### YOUR OBJECTIVE
The expected output is the data itself, duplicated in full.

*** RECORDS PROVIDED Section Begins ***

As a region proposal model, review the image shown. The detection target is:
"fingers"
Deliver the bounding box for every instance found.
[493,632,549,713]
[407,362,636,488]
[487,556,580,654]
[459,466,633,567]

*** RECORDS PROVIDED Section Ends ***

### SOLUTION TO THIS TASK
As a region proposal model, review the image shown. The detection target is:
"fingers"
Deliver the bounding box for every instance found.
[493,632,549,713]
[407,362,636,488]
[487,556,580,654]
[459,466,633,567]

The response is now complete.